▶ **Natural language region descriptions**:
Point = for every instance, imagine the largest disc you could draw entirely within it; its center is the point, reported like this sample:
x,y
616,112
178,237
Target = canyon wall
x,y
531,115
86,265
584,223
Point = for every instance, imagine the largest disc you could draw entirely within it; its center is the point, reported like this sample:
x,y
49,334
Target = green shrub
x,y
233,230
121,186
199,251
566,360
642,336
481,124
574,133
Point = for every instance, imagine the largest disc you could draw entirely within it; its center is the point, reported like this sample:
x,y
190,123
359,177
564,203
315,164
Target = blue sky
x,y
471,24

==

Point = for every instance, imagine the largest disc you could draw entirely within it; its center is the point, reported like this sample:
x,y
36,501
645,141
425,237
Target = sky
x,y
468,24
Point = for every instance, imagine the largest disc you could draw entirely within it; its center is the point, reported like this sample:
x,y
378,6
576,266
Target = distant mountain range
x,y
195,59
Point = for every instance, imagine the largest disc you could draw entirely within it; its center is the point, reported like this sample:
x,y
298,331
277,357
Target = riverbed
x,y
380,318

==

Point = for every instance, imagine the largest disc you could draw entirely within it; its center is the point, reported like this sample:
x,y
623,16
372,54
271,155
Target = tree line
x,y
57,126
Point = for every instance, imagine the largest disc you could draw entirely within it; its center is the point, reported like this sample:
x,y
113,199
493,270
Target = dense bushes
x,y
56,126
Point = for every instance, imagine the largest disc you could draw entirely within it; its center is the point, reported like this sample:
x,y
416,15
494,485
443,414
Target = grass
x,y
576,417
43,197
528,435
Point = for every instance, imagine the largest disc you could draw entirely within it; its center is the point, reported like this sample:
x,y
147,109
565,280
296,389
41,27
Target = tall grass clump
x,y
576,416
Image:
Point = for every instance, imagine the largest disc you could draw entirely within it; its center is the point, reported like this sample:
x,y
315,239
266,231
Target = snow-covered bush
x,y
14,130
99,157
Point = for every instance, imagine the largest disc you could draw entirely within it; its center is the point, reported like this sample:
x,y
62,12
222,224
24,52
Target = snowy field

▶ **EXERCISE**: Starting at the line that has "Target = tree line" in the records above, restate word for word every line until the one that has "Target = snowy field", and include that one as well.

▶ **SOLUTION TO THIS PROBLEM**:
Target = tree line
x,y
57,126
Point = for every instance, imagine the largest disc you could draw entirely within it; its center is the point, reported like this sample:
x,y
113,199
493,270
Target = dense bushes
x,y
56,126
Point = for every instance, imagine the largest disc you could draw entirely within it; its center is the point, reported like this sample:
x,y
416,15
494,485
443,414
Target = grass
x,y
576,417
43,197
528,435
Point = for every instance, imagine the largest disc you could draw entirely within it; its center is the point, reported like this sample:
x,y
147,109
565,280
296,389
41,27
Target = tall grass clump
x,y
576,416
Image:
Point = for every instance, imagine the largest disc you could draw entirely within it; its center is the point, reported like this sample:
x,y
315,239
266,231
Target = snow-covered bush
x,y
14,130
99,157
Point = for every instance, imagine the largest disc you could draw entirely within it; its center is the point, reported like this sample:
x,y
62,12
222,224
24,52
Target = snowy field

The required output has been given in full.